/---

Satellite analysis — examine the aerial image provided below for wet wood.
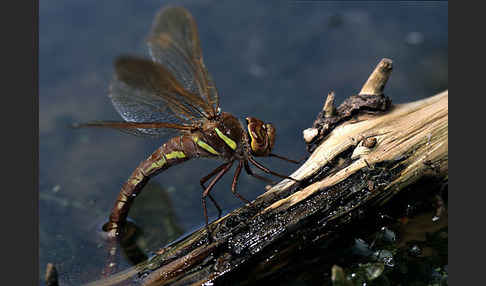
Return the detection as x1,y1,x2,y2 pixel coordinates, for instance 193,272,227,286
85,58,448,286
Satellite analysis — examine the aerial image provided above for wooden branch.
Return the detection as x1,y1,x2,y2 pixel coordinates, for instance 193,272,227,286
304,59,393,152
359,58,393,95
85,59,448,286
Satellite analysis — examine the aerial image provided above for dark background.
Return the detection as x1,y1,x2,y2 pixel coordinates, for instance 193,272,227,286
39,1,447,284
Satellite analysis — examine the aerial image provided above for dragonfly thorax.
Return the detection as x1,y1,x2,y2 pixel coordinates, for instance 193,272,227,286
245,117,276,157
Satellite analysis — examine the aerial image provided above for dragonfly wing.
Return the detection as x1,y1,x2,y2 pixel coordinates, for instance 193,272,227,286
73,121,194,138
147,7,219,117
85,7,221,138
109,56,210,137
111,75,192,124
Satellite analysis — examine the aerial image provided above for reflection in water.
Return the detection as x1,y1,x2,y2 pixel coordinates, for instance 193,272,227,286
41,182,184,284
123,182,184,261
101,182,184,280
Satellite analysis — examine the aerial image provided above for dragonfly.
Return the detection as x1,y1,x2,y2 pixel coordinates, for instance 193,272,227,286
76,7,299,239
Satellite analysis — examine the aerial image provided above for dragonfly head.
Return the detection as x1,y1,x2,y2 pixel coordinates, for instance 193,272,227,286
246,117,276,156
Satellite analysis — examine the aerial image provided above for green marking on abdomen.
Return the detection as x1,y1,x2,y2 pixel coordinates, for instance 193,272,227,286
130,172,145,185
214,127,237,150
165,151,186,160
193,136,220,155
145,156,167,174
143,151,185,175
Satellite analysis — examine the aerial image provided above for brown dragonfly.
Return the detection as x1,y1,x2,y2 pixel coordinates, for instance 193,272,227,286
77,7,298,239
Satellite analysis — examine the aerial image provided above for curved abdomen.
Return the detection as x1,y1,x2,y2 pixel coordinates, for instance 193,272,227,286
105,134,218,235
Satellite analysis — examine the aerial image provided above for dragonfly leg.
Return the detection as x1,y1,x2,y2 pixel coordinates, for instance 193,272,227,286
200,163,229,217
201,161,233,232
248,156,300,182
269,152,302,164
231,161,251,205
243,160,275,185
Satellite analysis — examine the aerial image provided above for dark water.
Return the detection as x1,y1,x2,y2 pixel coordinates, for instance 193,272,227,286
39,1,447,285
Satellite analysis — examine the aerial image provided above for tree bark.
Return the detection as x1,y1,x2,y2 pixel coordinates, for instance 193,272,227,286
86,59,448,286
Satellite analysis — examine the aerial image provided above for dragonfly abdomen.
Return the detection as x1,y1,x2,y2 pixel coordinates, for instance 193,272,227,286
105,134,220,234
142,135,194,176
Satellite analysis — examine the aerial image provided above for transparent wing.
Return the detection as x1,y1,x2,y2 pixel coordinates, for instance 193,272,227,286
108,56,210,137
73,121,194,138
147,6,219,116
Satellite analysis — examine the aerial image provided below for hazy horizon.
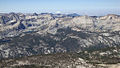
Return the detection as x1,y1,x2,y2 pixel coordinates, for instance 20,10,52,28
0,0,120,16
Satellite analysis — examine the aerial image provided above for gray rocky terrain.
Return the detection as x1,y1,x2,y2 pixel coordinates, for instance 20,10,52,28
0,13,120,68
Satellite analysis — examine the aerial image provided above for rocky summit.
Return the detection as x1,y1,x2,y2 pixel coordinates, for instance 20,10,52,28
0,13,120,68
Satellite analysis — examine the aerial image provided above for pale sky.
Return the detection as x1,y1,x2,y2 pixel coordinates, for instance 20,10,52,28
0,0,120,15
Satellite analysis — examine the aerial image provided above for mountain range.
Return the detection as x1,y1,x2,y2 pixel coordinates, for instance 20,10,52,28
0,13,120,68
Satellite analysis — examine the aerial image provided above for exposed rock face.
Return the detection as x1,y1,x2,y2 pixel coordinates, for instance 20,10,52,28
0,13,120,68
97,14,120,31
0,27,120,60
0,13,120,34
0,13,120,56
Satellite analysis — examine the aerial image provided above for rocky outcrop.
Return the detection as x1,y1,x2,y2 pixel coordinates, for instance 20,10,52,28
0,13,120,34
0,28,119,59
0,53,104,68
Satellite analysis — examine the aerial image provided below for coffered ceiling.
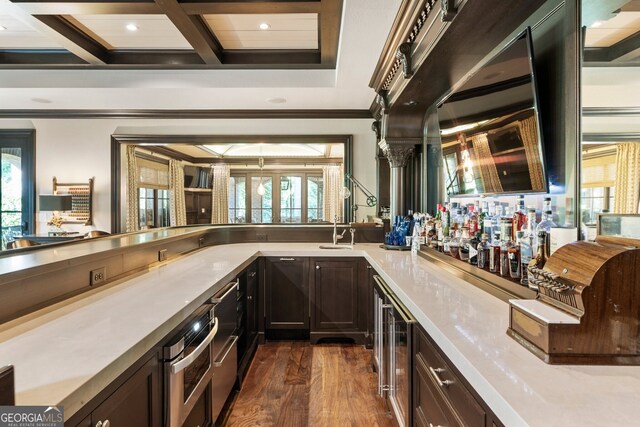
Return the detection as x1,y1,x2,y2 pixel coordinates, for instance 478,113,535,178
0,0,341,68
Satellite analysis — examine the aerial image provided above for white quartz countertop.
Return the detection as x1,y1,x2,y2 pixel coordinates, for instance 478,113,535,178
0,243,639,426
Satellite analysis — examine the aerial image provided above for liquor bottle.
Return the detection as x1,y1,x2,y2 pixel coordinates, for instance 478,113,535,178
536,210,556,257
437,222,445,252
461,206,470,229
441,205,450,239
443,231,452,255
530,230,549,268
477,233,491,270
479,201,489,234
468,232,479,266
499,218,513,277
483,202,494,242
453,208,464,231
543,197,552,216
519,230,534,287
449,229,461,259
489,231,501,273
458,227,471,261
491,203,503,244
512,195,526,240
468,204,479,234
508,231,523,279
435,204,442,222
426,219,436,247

\---

__Your assignment__.
Repeat everything in the records above exactly; pictures are not part of the copy.

__Your solution__.
Satellite analysis — examine the aerial image provided below for wet wood.
Return the detection as x1,y1,x2,y2 pixel coordinates, for instance 193,272,227,286
85,58,448,286
Satellite analysis — examine the aerial image provided above for wooden branch.
Return the detection as x1,y1,x2,y2 pixel coordinates, for instance 193,272,227,286
304,59,393,152
359,58,393,95
85,59,448,286
Satellite analysis — examine the aerial image provided above for dark background.
Return the detection as x1,y1,x2,y2 pixel coordinates, for instance 193,272,227,286
39,1,447,284
Satellite analysis — examine the aerial image provided above for dragonfly thorax.
Return the detection as x1,y1,x2,y2 pixel coordinates, for instance 193,272,227,286
245,117,276,157
Satellite analysis — examine the aerial image provided above for dragonfly wing.
Return the detection as x1,y1,x2,y2 pixel coordinates, for instance 193,272,227,286
73,121,194,138
147,7,219,117
85,7,221,138
109,56,210,137
111,75,192,124
Satellite analysis — examine the aerial image provided above for reflection in water.
Return the detection as x1,y1,x2,y2 pixel coordinates, for instance 193,272,227,286
41,182,184,284
123,182,184,261
101,182,184,280
Satellite analysis — examine the aerial image provided above for dragonfly.
Return the detection as x1,y1,x2,y2 pixel coordinates, for instance 193,272,227,286
76,7,299,239
Satellite analysis — examine the aerial image provided above for dragonfly head.
Return the detection as x1,y1,x2,y2 pixel coordinates, for instance 193,272,227,286
246,117,276,156
Satellite analysis — examine the aerial image provided above for green marking on abdomen.
Return the detection as x1,y1,x2,y2 pixel coordinates, for instance 193,272,227,286
130,172,145,185
214,127,237,150
165,151,186,160
193,136,220,155
145,156,167,174
143,151,185,175
Satellite analysis — examine the aerial image provided above for brown dragonfly.
Return the detection as x1,y1,x2,y2 pixel coordinates, for instance 193,272,227,286
77,7,298,239
Satellite analysis — examine the aerial image provided above for curved abdomen.
Return the detection as x1,y1,x2,y2 pixel coordinates, for instance 193,272,227,286
105,134,218,235
Satellite analysis — examine the aerial image provided above for dragonfly leg.
Return the detection as x1,y1,x2,y2 pixel coordinates, for instance 193,272,227,286
200,163,229,217
201,161,233,232
248,156,300,182
269,152,302,164
231,161,251,205
243,160,275,185
Satellite analysis — examine the aerial image provided above for dark water.
Return the detection as x1,y1,x2,y2 pixel coordinates, for instance 193,272,227,286
39,1,447,285
Satellite analysis — examine the aerial image provided above for tree bark.
Return the detection as x1,y1,x2,y2 pixel coordinates, for instance 193,272,227,286
86,59,448,286
Satellite analysis — examine the aerial image provided above for dragonfly abdomen.
Return the detection as x1,y1,x2,y2 pixel coordinates, for instance 193,272,227,286
105,134,220,234
142,135,194,176
Satellite analysis — examine the aerial image provided above for transparent wing.
Return the detection as x1,y1,x2,y2 pixel coordinates, for instance 193,272,227,286
108,56,210,137
73,121,194,138
147,6,219,116
Satellite analysis — examine the aerial image provided below for hazy horizon.
Return the detection as x1,y1,x2,y2 pixel coordinates, for instance 20,10,52,28
0,0,120,16
Satellite analysis — examine the aerial image provided above for gray rocky terrain.
Return the detection as x1,y1,x2,y2 pixel coordinates, for instance 20,10,52,28
0,13,120,68
Satellite analysis — examine the aerial image provided above for rocky summit.
Return the detection as x1,y1,x2,y2 pixel coordinates, for instance 20,10,52,28
0,13,120,68
Satellite analysis — examine the aerial image provided above for pale sky.
Return the detection as x1,y1,x2,y2 pixel coordinates, for instance 20,10,52,28
0,0,120,15
Satellite analysis — examine the aerial image provided above for mountain range.
Return the detection as x1,y1,x2,y2 pixel coordinates, for instance 20,10,52,28
0,13,120,68
Satellite analysis — examine the aerial image provided above for exposed rock face.
Return the detection as x1,y1,x2,y2 pixel coordinates, for instance 20,10,52,28
0,13,120,68
97,14,120,31
0,27,120,60
0,13,120,34
0,13,120,56
Satellite analysis — examine the aerial image provided above for rocky outcrop.
Return the detection as x1,y1,x2,y2 pixel coordinates, for instance 20,10,52,28
0,13,120,34
0,28,119,59
0,53,104,68
Satellite analysis — examine the aerial image provided below for coffered ceiling.
Return the detection as x1,y1,x2,y2 pixel coordinates, for instance 478,113,535,178
0,0,341,68
Satellite analysis — examine the aerial image provided above for white quartz countertop.
Return the detection as x1,y1,x2,y2 pixel coordinates, for instance 478,113,535,178
0,243,639,426
Satellite analysis — examine the aerial image provided above for liquor bottle.
Return the detection as x1,y1,x2,y2 pixel coordinates, for instance 478,113,535,178
536,210,556,257
437,222,445,252
461,206,470,229
441,205,450,239
443,231,452,255
530,230,549,268
477,233,491,270
479,201,489,234
468,232,479,266
499,218,513,277
483,202,494,242
453,208,464,231
543,197,552,216
519,230,534,287
449,229,461,259
489,231,501,273
458,227,471,261
491,203,503,244
512,195,526,240
468,204,479,234
508,231,523,279
435,204,442,222
426,219,436,247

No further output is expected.